PROBLEM SET:
(a) According to the fact sheet on Oklahoma cow-calf production practices, what share of household income from the beef enterprise in 2003 set the larger producers apart?
(b) Continue the fact sheet on Oklahoma cow-calf production practices from where it stops.

PAGE EXCERPT:

Skip to main content

Cow-Calf Production Practices in Oklahoma – Part 1

Oklahoma’s Master Cattleman program was launched in 2005.  As of June 2007, Master Cattleman classes have been offered in 43 Oklahoma counties and 27 classes have either graduated or are meeting regularly.  When the program began, 16 lead authors from 6 academic disciplines at Oklahoma State University (OSU) wrote an Oklahoma Beef Cattle Manual consisting of 40 chapters (Lalman and Doye, 2005). The manual was distributed through local Oklahoma Cooperative Extension offices, at producer meetings, and by e-mail request from an OSU Master Cattleman website ( Producers who received a copy of the manual were asked to complete a survey documenting their current beef production and management practices.


This is one of two Extension Fact Sheets which summarize cow-calf production practices for Oklahoma producers who completed the Master Cattleman survey.  This fact sheet briefly summarizes demographics of people completing the survey as well as their responses regarding practices under three categories; business planning and management, nutrition and management, and forages and introduced pastures.  The second fact sheet summarizes responses regarding quality assurance and animal health, marketing and risk management, and reproduction and genetics. Many tables and Microsoft PowerPoint slides resulted from this research (Vestal, 2007) and these can be accessed at the Master Cattleman website noted above.



The survey instrument includes a variety of questions pertaining to a broad array of production and management practices that are relevant for a cowherd enterprise. These practices were categorized into seven areas. The survey also included information on the demographics of the respondents.


Survey information on commercial herd size and percentage dependence on the beef enterprise for household income was used to classify respondents into two groups. The first group (referred to as smaller producers) consisted of smaller cowherd operations (herd sizes of 1 to 99 breeding females) whose percentage of household income from the beef enterprise in 2003 was 40 percent or less. The second group (referred to as larger producers) consisted of larger cowherd operations (herd sizes of 100 or more breeding females) whose percentage of household income from the beef enterprise in 2003 was greater than 40 percent. Producers in these two groups totaled 414 and accounted for 56.8 percent of all producers used for this project.  Smaller producers numbered 324 and larger producers numbered 90. Statistical tests were used to assess differences and similarities between the two groups. Additionally, for selected management practices where differences existed between the two groups, an effort was made to determine factors affecting adoption of specific practices.


This and the second fact sheet summarize all 729 survey respondents. Statistically significant differences are noted between the two groups described above when they were found.


Demographics of Cow-Calf-Respondents

Survey respondents were asked a number of questions to establish a demographic profile. Highlights of the personal and operation characteristics for cow-calf producers completing the survey are mentioned here.


  • Of all respondents, 89 percent were male, 91 percent were Caucasian, and 80 percent had at least some college courses.  More than half (60  percent) were 50 years old or older.
  • Nearly three-fourths (70 percent) were employed full time or part time off the farm or ranch.  A slim majority (52 percent) of smaller producers had full-time off farm jobs, whereas most larger producers (72 percent) were full-time farmers and ranchers.
  • Household income was split quite equally between those with less than $60,000 per year (51 percent) and those with more than $60,000 per year (49 percent).
  • Overall, more than two-thirds of the respondents (68 percent) had commercial cowherds of less than 100 cows (Figure 1).

ENTRIES SHOWN:
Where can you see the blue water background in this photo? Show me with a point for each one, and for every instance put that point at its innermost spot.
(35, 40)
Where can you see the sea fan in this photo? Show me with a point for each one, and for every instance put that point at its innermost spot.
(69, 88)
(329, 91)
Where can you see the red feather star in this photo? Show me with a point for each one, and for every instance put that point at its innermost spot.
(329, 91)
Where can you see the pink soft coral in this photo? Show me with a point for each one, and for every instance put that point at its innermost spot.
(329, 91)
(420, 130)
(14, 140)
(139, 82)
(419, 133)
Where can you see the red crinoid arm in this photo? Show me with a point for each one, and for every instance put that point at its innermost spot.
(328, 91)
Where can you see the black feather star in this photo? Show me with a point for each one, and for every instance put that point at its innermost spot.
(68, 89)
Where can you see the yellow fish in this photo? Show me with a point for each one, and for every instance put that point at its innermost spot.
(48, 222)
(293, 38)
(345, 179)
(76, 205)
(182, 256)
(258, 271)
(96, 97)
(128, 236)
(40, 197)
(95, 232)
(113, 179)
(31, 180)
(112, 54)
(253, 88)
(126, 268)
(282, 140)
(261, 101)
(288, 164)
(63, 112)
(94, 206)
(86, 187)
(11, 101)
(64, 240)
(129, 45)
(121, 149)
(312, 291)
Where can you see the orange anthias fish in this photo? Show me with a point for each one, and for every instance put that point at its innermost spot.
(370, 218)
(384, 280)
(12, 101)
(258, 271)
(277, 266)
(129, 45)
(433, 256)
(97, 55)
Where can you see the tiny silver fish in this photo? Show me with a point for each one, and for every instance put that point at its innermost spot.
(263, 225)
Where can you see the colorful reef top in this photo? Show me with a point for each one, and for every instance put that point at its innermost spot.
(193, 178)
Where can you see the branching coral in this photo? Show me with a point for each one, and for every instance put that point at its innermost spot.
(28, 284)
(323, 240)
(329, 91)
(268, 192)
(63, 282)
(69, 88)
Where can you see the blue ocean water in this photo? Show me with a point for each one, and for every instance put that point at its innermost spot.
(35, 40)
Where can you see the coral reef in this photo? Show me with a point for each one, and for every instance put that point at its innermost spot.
---
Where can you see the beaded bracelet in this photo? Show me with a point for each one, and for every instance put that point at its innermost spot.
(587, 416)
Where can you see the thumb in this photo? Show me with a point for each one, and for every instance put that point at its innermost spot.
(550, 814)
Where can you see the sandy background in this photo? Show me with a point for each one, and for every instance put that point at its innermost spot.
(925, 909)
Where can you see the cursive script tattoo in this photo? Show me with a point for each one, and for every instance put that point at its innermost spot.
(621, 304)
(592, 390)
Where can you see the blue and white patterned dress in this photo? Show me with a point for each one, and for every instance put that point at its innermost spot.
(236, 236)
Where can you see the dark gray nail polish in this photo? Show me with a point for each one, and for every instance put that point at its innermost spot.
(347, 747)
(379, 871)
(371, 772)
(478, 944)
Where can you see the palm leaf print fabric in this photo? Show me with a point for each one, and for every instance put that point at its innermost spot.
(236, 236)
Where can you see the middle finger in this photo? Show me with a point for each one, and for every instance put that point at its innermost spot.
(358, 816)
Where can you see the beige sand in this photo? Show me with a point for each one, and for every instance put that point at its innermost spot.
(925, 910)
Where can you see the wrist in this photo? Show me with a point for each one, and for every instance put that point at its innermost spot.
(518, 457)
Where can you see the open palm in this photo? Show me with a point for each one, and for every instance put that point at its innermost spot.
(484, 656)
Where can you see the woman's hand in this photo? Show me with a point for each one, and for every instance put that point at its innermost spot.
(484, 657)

WRITTEN ANSWERS:
(a) Greater than 40 percent.

(b)
  • Of all respondents, more than three-fourths (76 percent) depended on cattle for 40 percent or less of their total income (Figure 2).  As expected, producers with fewer than 100 cows reported being less dependent on cattle for their household income than larger producers.
  • For nearly half of all producers (45 percent), “generating enough farm income so off-farm income is not necessary” was very important. This objective was far more important to larger producers (76 percent of respondents in that group).
  • Similarly, 58 percent of all respondents indicated “choosing practices that reduced labor” was very important.

Distribution of respondents by number of commerncial cows in their operation.

Figure 1. Distribution of respondents by number of commercial cows in their operation.


Distribution of respondents by percent of household net income from their beef cattle operation.

Figure 2. Distribution of respondents by percent of household net income from their beef cattle operation.


Business Planning and Management

A series of questions were included regarding planning, recordkeeping, and general management (Table 1). Of all producers, 57 percent had a long-term business plan (five years or more); and of those, 73 percent indicated the plan was in writing.  A higher proportion of larger producers had a long-term business plan (65 percent). Many fewer producers had a short-term (one to two year) operational plan.


Financial recordkeeping is an effective way to learn from the past to improve in the future. Producers had several levels of recordkeeping. Nearly the same percentage of respondents in total (35 percent) kept receipts and invoices in a box as used some type of computer system of recordkeeping (36 percent). However, nearly half of larger producers (45 percent) used a computerized system.


Determining the financial health of the ranch business is an important element of sound business management.  Two-thirds of producers (65 percent) summarize their financial records annually for tax purposes. For many, this likely is the time they develop an income statement (53 percent) and balance sheet (42 percent). Fewer develop annual enterprise budgets (31 percent) or make cash flow projections (35 percent), both of which are useful in communicating clearly with lenders regarding the need for and ability to repay loans.  Larger producers were more apt to use these financial management tools than smaller producers.


Production recordkeeping is important for good herd management as well.  Producers indicated they nearly always keep certain types of records, such as sire and dam of calves (50 percent), calving dates (59 percent), calf weights (29 percent), vaccinations (51 percent), and medical treatments (45 percent).


Table 1. Business planning and management questions, all producers and by groups.

    All Larger b
(% of total)
Smaller c
  Producers with a long term (5 years or more business plana 57 65 38
  Some type of computer recordkeeping systema 36 45 32
  Prepare an annual income statementa 53 58 53
  Prepare an annual balance sheeta 42 47 40
  Prepare an annual cash flow statementa 35 53 34
  Prepare an annual enterprise budgeta 31 34 31
  Maintains records on sire and dam of offspring (nearly always)a 50 34 50
  Maintains birthdates of offspring (nearly always) 59 48 59
  Maintains weights of offspring (nearly always) 29 28 24
  Maintains records on vaccinations (nearly always) 51 55 48
  Maintains records on medical treatments (nearly always) 45 36 44

a Statistically significant difference between larger and smaller groups

b 100 or more breeding females and 40% or more of household income from the beef enterprise

c Fewer than 100 breeding females and less than 40% of household income from the beef enterprise


Nutrition and Management

Nutrition and management questions covered a variety of practices (Table 2).  More producers (69 percent) provide access to a commercial mineral for cattle grazing spring and summer pastures than provide salt (38 percent).  About half of all producers provide both (47 percent) and only 4 percent provide neither.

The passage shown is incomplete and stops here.